WORK ITEM: Find every line below that contains the word "loose" and copy it out.

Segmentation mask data
++++++++++++++++++++
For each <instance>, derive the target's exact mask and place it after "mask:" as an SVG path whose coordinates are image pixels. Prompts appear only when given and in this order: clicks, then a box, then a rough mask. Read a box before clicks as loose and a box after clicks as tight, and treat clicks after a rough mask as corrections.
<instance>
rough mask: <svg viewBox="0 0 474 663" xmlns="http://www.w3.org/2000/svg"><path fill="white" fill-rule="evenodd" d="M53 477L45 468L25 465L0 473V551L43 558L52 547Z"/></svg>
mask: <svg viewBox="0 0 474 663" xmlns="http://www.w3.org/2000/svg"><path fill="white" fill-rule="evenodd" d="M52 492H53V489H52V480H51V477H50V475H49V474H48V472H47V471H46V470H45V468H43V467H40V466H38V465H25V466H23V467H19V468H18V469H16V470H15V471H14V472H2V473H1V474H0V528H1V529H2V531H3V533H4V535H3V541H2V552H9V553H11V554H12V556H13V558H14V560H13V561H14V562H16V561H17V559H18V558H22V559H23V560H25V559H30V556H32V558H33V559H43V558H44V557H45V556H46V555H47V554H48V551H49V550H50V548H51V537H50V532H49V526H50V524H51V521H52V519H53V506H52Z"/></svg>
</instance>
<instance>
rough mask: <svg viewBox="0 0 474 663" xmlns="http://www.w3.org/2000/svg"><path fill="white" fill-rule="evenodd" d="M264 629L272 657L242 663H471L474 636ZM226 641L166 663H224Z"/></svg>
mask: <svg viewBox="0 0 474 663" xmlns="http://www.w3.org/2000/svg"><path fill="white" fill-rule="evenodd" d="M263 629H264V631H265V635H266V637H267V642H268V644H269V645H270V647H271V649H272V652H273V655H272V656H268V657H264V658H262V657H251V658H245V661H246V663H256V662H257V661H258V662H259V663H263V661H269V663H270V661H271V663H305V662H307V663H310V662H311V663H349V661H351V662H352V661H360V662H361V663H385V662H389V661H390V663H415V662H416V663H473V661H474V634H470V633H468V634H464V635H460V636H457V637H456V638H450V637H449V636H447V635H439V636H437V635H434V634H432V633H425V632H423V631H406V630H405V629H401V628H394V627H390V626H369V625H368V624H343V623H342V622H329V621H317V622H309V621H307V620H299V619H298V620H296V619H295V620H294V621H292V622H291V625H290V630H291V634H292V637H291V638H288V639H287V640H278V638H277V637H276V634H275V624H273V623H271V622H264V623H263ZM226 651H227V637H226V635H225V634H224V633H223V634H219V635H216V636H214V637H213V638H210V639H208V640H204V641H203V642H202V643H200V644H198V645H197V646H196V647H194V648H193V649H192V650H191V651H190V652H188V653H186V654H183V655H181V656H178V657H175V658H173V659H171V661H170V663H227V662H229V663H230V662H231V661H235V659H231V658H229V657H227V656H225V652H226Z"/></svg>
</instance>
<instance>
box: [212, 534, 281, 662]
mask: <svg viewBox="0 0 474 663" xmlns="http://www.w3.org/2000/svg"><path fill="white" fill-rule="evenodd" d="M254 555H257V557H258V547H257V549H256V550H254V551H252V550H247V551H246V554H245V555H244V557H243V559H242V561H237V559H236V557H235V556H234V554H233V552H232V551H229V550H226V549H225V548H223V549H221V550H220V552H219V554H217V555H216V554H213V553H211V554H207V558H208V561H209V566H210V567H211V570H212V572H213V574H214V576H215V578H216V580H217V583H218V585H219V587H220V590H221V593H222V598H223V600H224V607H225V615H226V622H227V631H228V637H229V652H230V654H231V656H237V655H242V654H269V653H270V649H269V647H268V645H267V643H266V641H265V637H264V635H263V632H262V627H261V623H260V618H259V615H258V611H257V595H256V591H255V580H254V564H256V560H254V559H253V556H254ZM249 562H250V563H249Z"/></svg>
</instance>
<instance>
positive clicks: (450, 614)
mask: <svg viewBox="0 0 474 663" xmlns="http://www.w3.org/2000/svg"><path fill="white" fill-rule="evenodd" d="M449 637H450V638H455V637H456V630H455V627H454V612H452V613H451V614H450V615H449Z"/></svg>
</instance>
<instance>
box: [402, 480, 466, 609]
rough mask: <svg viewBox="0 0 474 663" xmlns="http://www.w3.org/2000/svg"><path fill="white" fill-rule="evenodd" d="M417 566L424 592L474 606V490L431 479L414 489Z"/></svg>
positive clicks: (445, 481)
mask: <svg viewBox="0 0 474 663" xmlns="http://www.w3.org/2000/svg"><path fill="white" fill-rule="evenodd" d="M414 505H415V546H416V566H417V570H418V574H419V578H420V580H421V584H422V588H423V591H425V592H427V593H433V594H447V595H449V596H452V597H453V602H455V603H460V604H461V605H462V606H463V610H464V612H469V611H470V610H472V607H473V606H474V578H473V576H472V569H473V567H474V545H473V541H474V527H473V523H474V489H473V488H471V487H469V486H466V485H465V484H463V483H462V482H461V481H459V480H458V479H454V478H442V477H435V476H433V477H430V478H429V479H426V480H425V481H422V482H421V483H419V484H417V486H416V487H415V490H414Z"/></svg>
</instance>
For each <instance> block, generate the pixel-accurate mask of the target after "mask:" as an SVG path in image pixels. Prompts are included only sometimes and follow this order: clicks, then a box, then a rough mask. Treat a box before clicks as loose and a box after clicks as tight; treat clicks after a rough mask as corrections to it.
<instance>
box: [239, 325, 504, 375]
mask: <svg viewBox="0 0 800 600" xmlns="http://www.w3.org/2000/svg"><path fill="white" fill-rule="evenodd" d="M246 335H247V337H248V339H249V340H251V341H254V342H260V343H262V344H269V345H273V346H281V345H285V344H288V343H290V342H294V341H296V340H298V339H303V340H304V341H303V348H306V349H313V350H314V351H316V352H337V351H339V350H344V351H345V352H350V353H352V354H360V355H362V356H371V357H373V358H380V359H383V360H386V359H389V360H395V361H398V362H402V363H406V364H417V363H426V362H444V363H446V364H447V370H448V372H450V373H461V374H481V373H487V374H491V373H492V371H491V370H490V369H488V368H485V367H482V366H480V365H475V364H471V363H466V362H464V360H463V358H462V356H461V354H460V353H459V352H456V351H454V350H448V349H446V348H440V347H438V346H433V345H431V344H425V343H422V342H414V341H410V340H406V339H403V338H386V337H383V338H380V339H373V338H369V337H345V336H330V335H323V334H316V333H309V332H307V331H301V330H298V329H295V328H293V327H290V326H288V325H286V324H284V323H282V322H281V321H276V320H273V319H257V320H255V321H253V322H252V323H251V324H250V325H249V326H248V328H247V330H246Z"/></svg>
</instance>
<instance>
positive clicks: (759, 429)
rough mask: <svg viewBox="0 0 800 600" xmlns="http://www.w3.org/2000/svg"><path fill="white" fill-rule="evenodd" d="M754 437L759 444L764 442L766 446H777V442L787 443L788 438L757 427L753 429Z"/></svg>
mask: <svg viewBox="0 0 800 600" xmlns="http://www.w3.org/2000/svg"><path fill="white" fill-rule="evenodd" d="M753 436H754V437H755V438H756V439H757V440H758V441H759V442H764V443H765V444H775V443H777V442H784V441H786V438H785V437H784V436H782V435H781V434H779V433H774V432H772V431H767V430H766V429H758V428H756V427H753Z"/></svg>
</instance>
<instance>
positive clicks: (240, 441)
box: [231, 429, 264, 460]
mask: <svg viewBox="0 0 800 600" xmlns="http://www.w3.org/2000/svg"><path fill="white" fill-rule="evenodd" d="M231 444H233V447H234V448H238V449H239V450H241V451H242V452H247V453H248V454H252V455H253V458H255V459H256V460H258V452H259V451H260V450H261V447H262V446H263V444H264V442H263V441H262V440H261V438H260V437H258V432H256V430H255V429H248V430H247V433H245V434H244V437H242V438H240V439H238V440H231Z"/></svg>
++++++++++++++++++++
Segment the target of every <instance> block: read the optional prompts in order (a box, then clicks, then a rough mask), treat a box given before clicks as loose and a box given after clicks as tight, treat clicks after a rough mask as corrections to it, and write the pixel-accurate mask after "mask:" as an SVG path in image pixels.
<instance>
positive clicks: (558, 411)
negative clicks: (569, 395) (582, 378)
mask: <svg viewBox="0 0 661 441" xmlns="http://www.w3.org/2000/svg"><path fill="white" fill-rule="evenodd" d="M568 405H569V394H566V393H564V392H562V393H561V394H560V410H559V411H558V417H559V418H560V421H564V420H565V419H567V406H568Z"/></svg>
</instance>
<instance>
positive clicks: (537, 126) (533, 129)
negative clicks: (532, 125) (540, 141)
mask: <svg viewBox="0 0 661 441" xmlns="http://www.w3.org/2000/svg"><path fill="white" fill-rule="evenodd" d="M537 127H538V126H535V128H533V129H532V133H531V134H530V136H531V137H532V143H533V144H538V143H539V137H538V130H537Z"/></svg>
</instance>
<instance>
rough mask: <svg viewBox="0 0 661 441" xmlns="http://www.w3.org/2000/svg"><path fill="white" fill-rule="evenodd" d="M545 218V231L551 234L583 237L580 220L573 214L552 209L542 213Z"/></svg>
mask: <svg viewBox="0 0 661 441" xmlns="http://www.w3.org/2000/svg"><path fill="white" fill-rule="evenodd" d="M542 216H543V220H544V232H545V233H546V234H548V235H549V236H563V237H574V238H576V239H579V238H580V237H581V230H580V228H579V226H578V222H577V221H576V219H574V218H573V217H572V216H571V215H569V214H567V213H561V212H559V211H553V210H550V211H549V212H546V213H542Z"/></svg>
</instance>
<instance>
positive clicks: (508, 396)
++++++++++++++++++++
EXERCISE SOLUTION:
For each <instance>, derive the target's exact mask and place it after "mask:" as an SVG path whose coordinates are image pixels. Prompts appear only when given and in this order: clicks, then a box, then a rough mask. Read a box before clicks as loose and a box after clicks as tight, and treat clicks after a rough mask as corrections.
For each <instance> block, generate the pixel-accurate mask of the target after "mask:" as an SVG path in image pixels. Prompts are included only sometimes and follow this order: clicks, then a box, then a rough mask. Treat a box before clicks as loose and a box after clicks as tight; treat clicks after a rough mask as corrections to it.
Segment the target of every <instance> block: read the optional prompts in order (a box, then clicks, then a rough mask), treat a box given before clicks as loose and a box given after clicks as tight, treat clicks after a rough mask as corrections to it, and write the pixel-accurate mask after "mask:" as an SVG path in image pixels.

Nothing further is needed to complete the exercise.